::: Source passage

A specific (working?) related-key attack on AES!

For this answer I changed the notation a bit:

  • AES-DEC(K,P) got converted to $D_K(P)$
  • derived_key_X got converted to $DK_X$
  • seed (which is known) got converted to $S_K$
  • chosen_seed got converted to $S_C$
  • temp_key got converted to $K_T$

Now the answer:

AES by itself is immune to related key attacks to a great extent (there are some attacks but I think they require at least four related keys and I'd doubt the relations would be that complex).

So for an attacker to uncover $DK_1=D_K(S_K)$ he'd need to know $K$. There's no other way in doing this.

::::::
::: Provided records

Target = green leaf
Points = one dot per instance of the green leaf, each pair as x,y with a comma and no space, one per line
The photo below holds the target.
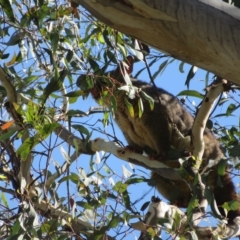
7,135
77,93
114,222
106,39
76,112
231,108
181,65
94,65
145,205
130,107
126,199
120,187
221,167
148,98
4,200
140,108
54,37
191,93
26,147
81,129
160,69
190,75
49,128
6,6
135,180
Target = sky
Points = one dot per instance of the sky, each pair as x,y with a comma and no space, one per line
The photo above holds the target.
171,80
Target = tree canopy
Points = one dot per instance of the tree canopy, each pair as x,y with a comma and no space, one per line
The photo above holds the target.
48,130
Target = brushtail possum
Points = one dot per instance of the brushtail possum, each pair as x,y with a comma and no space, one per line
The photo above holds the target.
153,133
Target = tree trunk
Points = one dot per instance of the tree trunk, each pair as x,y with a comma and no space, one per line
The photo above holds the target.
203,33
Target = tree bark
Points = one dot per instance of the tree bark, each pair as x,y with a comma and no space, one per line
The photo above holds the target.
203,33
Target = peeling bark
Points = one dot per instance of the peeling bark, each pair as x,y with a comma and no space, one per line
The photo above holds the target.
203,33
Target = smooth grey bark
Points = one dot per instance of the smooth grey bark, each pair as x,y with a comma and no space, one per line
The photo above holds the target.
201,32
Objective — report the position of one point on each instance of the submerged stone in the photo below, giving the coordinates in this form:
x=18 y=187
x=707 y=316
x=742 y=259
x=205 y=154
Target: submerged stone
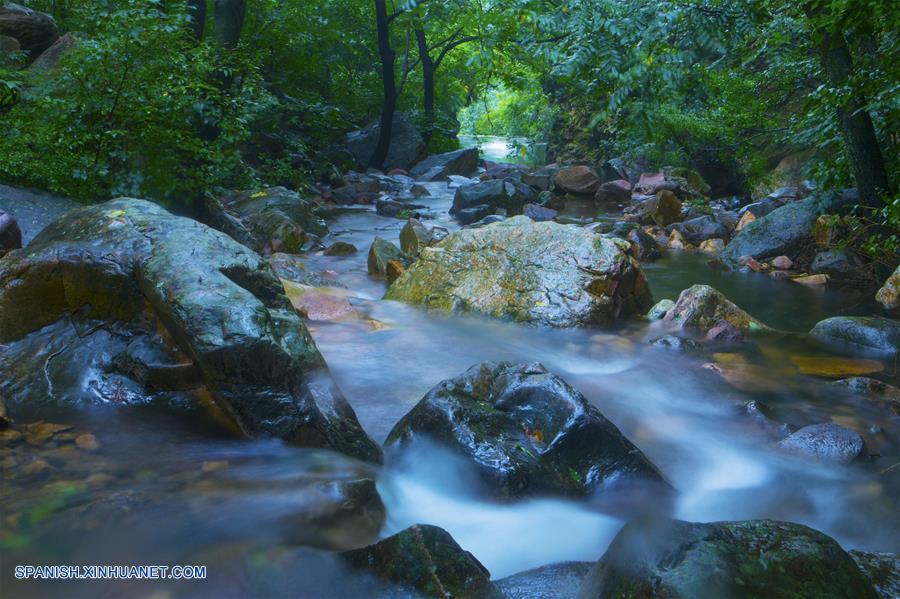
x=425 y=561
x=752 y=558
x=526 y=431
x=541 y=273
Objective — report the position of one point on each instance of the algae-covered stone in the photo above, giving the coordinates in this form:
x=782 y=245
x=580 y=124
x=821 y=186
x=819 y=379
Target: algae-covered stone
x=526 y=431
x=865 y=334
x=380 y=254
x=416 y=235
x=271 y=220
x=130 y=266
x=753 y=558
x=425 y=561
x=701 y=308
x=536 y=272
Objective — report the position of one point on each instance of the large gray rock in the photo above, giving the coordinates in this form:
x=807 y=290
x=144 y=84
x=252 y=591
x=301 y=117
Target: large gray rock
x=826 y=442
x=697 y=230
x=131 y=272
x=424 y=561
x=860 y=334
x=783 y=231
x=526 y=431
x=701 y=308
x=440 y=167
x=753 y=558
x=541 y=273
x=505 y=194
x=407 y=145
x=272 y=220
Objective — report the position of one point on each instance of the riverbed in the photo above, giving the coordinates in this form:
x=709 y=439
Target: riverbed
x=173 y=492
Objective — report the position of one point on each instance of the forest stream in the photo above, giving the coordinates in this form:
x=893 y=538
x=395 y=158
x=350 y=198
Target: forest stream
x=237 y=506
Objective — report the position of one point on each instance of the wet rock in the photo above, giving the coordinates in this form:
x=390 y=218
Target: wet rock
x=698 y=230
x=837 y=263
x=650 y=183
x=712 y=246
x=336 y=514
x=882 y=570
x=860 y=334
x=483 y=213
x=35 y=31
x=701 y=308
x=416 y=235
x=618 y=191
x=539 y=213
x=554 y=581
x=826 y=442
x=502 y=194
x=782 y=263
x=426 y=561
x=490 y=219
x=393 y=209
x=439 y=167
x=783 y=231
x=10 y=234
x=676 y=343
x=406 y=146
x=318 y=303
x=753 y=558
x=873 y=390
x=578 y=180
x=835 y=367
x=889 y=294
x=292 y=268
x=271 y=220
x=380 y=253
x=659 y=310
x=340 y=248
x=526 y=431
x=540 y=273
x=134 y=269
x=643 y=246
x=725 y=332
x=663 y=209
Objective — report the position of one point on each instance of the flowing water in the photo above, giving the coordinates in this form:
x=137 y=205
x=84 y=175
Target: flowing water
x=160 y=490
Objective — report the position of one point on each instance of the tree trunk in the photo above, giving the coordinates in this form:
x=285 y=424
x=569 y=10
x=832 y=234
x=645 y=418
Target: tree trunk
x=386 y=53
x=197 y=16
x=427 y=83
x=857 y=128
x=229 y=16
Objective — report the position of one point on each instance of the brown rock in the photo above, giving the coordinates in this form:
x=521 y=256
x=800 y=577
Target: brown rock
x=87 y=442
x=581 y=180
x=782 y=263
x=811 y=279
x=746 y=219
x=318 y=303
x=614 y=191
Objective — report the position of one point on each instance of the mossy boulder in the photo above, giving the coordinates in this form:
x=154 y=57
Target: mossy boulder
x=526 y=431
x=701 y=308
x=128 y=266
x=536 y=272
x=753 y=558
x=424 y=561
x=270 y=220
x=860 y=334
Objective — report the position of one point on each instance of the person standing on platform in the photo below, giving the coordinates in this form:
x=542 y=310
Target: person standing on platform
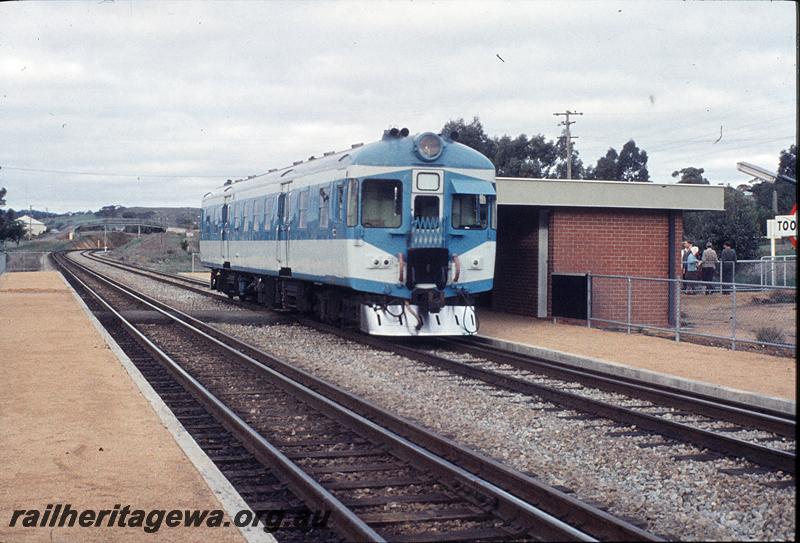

::::::

Please continue the forum answer about the related-key attack on AES, starting after its last sentence.

Response for this exercise:
Now you're asking if knowing $DK_2=D_{D_K(S_C)}(S_K)$ does help. Let's de-construct this. An attacker can choose $S_C$ to be decrypted to $K_T=D_K(S_C)$, in order to learn $K_T$ he'd need to get K which is infeasible for AES. Now as the attacker has no chance to know $K_T$ there's the question left if $DK_2=D_{K_T}(S_K)$ does help him anyhow. He can't deduce $K_T$ from this equation as this would be a known-plaintext attack, which is infeasible on AES. The final question is if there're some strange relationships that may help the attacker in uncovering $K$ and hence $DK_1$.

No, he'd be (maybe) able to brute-force by trying out every possible $S_C$ until $K_T=D_K(S_C)=K$ which is extremely unlikely, as he could as well just brute force the normal key as he has no control over the value of $K_T$.

I hope this answers your question.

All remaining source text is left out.